Task instructions:
Copy the records from the line containing "Security feed analysis — locate every instance of tree trunk" up to and including the line containing "[171,124,227,181]", requests included, multiplying every bounding-box coordinate by 2.55 and rounding to whole numbers, with halves rounded up. Return only those lines.

Information supplied:
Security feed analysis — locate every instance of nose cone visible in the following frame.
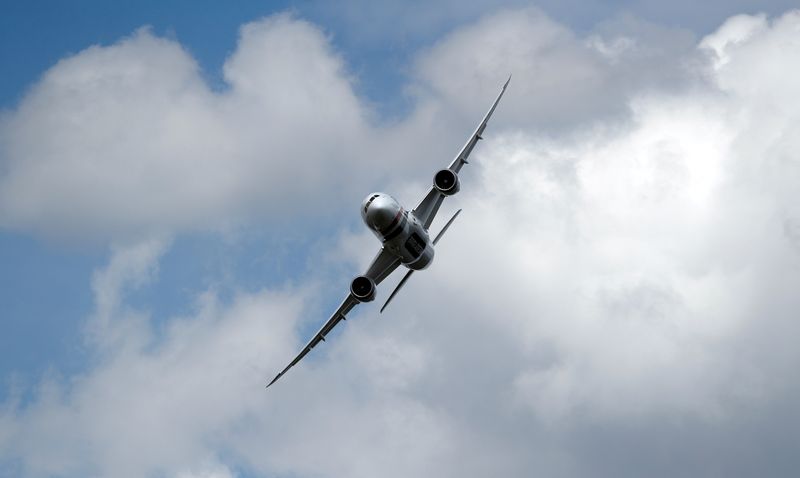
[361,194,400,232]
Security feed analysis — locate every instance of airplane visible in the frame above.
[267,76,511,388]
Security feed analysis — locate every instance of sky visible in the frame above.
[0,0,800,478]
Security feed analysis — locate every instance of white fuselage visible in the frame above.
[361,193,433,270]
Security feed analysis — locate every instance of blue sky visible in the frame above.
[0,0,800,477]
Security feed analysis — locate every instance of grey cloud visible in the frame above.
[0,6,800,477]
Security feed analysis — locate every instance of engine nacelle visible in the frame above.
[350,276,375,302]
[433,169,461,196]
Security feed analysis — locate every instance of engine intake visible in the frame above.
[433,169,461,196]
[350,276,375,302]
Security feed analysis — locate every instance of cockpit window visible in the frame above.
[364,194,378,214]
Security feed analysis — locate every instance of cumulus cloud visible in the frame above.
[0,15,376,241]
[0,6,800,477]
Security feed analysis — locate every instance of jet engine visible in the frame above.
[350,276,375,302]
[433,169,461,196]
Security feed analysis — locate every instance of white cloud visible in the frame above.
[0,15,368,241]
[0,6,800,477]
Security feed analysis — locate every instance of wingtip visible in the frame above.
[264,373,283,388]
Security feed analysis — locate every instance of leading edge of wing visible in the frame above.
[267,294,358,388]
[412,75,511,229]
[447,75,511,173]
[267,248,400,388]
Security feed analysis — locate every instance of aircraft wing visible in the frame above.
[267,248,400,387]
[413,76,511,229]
--
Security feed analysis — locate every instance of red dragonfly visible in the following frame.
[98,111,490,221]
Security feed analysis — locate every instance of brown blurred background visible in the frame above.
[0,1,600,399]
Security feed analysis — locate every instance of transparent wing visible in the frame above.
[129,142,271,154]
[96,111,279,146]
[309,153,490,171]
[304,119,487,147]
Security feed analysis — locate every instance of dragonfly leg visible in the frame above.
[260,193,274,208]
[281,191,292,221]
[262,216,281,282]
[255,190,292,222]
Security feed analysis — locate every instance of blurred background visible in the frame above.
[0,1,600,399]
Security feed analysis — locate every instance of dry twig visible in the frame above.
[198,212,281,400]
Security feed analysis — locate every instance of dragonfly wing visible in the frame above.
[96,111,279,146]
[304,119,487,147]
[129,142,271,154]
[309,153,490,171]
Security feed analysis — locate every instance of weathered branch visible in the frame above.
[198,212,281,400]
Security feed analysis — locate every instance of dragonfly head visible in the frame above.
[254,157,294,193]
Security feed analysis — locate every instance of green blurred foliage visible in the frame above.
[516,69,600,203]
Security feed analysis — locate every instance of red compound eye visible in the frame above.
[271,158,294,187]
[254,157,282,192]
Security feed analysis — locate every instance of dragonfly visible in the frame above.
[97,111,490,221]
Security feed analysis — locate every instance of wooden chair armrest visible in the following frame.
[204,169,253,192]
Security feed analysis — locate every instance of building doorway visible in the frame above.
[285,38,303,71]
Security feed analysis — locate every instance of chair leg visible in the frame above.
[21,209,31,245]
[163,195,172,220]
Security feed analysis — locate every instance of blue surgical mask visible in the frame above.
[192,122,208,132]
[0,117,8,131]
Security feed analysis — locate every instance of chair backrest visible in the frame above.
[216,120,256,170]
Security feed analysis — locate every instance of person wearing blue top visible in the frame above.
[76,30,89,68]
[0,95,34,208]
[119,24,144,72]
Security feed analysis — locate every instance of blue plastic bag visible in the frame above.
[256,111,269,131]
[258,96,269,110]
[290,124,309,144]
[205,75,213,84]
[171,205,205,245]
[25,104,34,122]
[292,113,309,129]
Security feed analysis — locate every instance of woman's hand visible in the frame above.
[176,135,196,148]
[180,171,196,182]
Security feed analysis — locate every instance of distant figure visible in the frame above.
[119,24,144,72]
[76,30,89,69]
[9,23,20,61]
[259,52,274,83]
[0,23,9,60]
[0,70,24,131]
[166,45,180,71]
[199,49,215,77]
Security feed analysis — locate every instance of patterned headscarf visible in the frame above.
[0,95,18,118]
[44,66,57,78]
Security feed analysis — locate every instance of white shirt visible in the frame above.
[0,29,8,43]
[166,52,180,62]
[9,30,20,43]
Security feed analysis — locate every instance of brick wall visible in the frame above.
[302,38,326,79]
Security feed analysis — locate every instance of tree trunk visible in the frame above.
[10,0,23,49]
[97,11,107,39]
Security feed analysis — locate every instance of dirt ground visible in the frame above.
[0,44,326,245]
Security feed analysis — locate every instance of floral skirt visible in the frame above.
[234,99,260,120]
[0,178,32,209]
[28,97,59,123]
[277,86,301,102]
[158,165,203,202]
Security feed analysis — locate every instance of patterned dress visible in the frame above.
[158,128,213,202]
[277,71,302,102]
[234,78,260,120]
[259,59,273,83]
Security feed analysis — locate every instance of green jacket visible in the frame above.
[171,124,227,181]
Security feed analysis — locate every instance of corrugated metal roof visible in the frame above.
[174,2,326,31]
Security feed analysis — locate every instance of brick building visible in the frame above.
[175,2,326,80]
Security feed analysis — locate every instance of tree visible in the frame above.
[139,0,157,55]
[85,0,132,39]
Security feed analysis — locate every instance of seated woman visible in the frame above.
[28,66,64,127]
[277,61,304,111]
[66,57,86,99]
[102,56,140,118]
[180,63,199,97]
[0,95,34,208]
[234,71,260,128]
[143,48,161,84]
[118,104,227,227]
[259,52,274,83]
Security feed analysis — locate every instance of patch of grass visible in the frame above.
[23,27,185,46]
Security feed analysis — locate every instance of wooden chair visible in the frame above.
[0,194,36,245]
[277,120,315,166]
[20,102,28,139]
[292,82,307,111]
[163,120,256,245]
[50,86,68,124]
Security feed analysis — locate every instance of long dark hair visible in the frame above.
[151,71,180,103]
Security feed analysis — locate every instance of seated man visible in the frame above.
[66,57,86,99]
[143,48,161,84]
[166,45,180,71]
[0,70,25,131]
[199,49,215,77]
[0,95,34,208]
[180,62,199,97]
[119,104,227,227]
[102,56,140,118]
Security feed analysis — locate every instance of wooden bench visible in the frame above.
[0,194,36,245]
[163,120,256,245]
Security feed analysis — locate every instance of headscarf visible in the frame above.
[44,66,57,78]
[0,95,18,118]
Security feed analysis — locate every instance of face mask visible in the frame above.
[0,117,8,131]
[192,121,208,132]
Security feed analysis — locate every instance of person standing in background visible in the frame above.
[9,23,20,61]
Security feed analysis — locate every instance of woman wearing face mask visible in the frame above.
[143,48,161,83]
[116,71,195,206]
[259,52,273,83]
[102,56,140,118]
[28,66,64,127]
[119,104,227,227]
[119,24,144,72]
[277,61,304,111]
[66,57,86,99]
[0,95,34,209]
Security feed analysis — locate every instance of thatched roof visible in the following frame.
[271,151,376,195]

Result for this exercise:
Security feed analysis — locate every instance of tree trunk visible in the frame above.
[26,0,59,125]
[247,28,273,99]
Security feed analysis — locate every instance of dirt ground visible in the frame above.
[0,112,831,625]
Security feed analysis — locate every instance of floral skirt visible in the frame above.
[597,252,663,306]
[0,454,82,533]
[71,247,150,314]
[706,219,768,260]
[403,421,518,515]
Security feed analysis — locate every instance of patterned dress visible in the frame above.
[403,326,543,515]
[706,181,770,260]
[597,199,663,306]
[660,150,696,212]
Security feed analysis — locate every instance of green jacket visible in the frame above.
[436,316,579,462]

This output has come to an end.